> [EXERCISE TASK]:
Select every line in the data below that contains the string "spare", and copy those lines out. Treat case as significant.

=====

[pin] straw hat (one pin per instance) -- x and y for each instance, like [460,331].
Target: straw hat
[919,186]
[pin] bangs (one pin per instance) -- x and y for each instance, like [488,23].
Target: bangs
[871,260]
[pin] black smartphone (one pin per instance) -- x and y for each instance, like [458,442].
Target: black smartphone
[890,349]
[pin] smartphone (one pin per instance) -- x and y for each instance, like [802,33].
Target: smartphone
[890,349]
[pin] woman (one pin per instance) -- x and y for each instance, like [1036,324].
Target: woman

=====

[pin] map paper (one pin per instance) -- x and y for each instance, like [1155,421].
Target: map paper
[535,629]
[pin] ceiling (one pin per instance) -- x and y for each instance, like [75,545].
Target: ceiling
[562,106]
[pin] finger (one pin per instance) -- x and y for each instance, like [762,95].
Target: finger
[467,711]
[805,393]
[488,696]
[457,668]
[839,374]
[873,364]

=====

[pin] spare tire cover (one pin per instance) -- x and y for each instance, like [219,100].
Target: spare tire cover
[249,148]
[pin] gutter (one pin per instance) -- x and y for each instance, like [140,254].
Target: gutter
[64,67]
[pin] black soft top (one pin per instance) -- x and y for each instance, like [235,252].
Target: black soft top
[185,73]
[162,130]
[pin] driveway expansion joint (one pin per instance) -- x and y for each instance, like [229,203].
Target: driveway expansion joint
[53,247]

=====

> [COMPLETED EXERCISE]:
[pin] spare tire cover (one pin per instance) -- x and y for each instance, like [219,100].
Target: spare tire cover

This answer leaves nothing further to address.